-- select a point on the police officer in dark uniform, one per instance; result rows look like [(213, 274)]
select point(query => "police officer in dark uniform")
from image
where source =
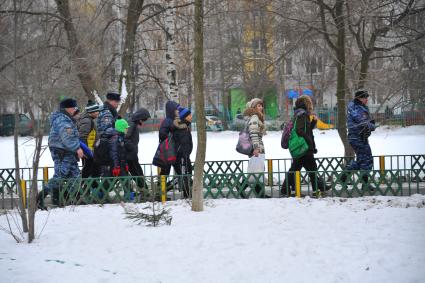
[(360, 125), (64, 146)]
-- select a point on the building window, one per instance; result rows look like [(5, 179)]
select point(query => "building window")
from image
[(210, 70), (288, 69)]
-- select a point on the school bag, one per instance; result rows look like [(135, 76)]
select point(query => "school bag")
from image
[(244, 145), (286, 133), (166, 153), (297, 145), (101, 151)]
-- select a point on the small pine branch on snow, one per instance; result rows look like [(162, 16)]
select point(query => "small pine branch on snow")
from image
[(154, 215)]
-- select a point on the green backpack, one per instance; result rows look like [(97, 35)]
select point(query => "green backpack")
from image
[(297, 145)]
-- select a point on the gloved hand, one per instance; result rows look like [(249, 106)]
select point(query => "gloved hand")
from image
■ ■ ■ ■ ■ ■ ■
• Problem description: Copy out all the records with "from image" replaced by "from photo" throughout, changing nothing else and omitting the pictures.

• Exercise result:
-- select a point on the police officer in dark uniform, one per instance; result rows look like [(213, 274)]
select point(query => "police officer in dark uniform")
from photo
where source =
[(360, 125), (64, 146)]
-- select a point on the building window, one per instance; result rows look like [(5, 179)]
select point(query => "building window")
from photo
[(210, 70), (288, 69)]
-- select a point on the school bag, one per instance; result rows look like [(135, 76)]
select point(query => "school bag")
from photo
[(244, 145), (286, 133), (166, 153), (297, 145), (101, 151)]
-- select a point on the small pine branch on snow, one per instance; result rows look like [(162, 16)]
select point(query => "small pine branch on snow")
from photo
[(154, 215)]
-- select a point on the green backpack, one per instance; result rows look like [(97, 35)]
select point(query => "green backpack")
from photo
[(297, 145)]
-- select a point on the gloved hand, one per instance; result rows look like [(249, 106)]
select point(query => "gloved hand")
from photo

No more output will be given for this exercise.